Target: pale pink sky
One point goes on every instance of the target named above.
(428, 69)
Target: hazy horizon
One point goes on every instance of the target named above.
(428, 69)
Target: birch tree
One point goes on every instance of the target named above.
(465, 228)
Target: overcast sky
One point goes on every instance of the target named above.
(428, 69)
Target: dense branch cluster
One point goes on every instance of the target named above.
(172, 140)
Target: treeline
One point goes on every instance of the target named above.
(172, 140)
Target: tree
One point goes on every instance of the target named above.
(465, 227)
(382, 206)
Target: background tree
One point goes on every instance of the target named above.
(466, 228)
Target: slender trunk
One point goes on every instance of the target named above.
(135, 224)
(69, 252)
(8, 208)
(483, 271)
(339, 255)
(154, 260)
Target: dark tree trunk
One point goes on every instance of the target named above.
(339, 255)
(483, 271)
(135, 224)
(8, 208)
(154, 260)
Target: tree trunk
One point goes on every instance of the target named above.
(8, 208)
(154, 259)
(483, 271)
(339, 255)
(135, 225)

- - - - -

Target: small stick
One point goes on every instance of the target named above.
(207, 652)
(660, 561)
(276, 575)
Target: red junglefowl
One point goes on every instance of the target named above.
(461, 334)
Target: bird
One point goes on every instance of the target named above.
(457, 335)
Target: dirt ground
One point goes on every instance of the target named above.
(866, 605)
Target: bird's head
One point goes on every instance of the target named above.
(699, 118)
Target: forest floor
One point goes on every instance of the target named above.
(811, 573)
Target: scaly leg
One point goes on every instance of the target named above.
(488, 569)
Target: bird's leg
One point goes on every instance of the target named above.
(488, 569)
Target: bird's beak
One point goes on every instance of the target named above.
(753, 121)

- - - - -

**WORK TO COMPLETE**
Once you find the line with "Target: bird's head" above, print it and every line after it up to and including the line with "Target: bird's beak", exactly as written and nothing else.

**FINISHED TASK**
Target: bird's head
One point goes on every instance of the target named above.
(699, 118)
Target: forest floor
One point goes on every instance of the target named above.
(811, 573)
Target: scaly leg
One point goes on every instance of the target named above.
(488, 569)
Target: bird's leg
One point goes on every instance of the target named above.
(488, 569)
Target: bird's beak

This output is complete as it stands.